**WORKING DATA**
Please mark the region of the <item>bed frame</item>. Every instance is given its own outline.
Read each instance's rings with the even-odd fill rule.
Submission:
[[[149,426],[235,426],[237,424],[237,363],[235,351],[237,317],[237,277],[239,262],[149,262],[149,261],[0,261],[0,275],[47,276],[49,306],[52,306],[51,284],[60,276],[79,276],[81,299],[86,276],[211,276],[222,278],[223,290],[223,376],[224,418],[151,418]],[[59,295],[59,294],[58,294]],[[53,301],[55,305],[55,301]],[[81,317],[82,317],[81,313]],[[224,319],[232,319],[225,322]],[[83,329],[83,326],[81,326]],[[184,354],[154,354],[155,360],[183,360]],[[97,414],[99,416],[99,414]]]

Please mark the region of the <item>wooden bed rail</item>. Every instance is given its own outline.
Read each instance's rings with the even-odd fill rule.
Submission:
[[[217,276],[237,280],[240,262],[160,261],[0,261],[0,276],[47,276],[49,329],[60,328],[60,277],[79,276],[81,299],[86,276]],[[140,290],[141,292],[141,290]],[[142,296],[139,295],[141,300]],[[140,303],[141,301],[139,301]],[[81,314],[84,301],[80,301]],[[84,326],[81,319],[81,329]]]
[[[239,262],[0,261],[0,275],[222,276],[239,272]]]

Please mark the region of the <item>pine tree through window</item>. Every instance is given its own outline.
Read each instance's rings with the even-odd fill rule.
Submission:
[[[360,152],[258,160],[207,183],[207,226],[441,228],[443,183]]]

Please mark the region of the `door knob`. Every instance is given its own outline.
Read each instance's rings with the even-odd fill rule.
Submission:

**TASK OBJECTIVE**
Count up the lines of the listing in which the word "given" occurs, then state that number by itself.

**TASK ANSWER**
4